- [TO BE DONE]:
(A) In the passage on textbook coverage of the Middle East and Islam, in what year was the council founded?
(B) From the passage on textbook coverage of the Middle East and Islam, copy word for word everything from "Nearly seven years" to "to schools nationwide.".

- [TEXT SECTION]:
>> begin

Nearly seven years after the attacks of Sept. 11, 2001, highlighted the need for Americans to learn more about the Middle East and Islam, there is more content on the subject, but publishers continue to fail in giving key topics careful and complete treatment, the review concludes. In some cases, they distort or censor information, according to the review of the 10 most commonly used texts that were adopted for use in California and available to schools nationwide.

“I’m still disturbed,” said Gilbert T. Sewall, the director and founder of the New York City-based council and the author of the report, who issued a similar review in 2003, just before the United States went to war with Iraq. The council was founded in 1989 to promote better-quality history texts.

The latest review covers new ground, such as the texts’ coverage of terrorism and contemporary issues in Islam. It was financed by the Searle Freedom Foundation, the Achelis Foundation, and the Stuart Family Foundation.

Students are still unlikely to get a full understanding of those issues as well as the historical context of the religion from the textbooks, the review finds.

>> end

- [RECORD LIST]:
>> begin

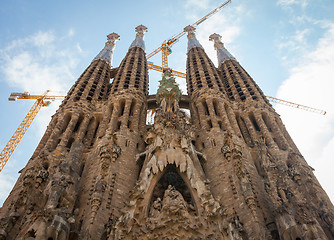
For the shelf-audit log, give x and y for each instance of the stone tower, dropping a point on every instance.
(228, 171)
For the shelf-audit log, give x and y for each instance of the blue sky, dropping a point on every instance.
(287, 46)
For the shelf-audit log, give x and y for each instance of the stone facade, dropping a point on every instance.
(230, 170)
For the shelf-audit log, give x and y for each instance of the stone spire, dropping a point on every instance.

>> end

- [ANSWERS PROVIDED]:
(A) 1989

(B)
Nearly seven years after the attacks of Sept. 11, 2001, highlighted the need for Americans to learn more about the Middle East and Islam, there is more content on the subject, but publishers continue to fail in giving key topics careful and complete treatment, the review concludes. In some cases, they distort or censor information, according to the review of the 10 most commonly used texts that were adopted for use in California and available to schools nationwide.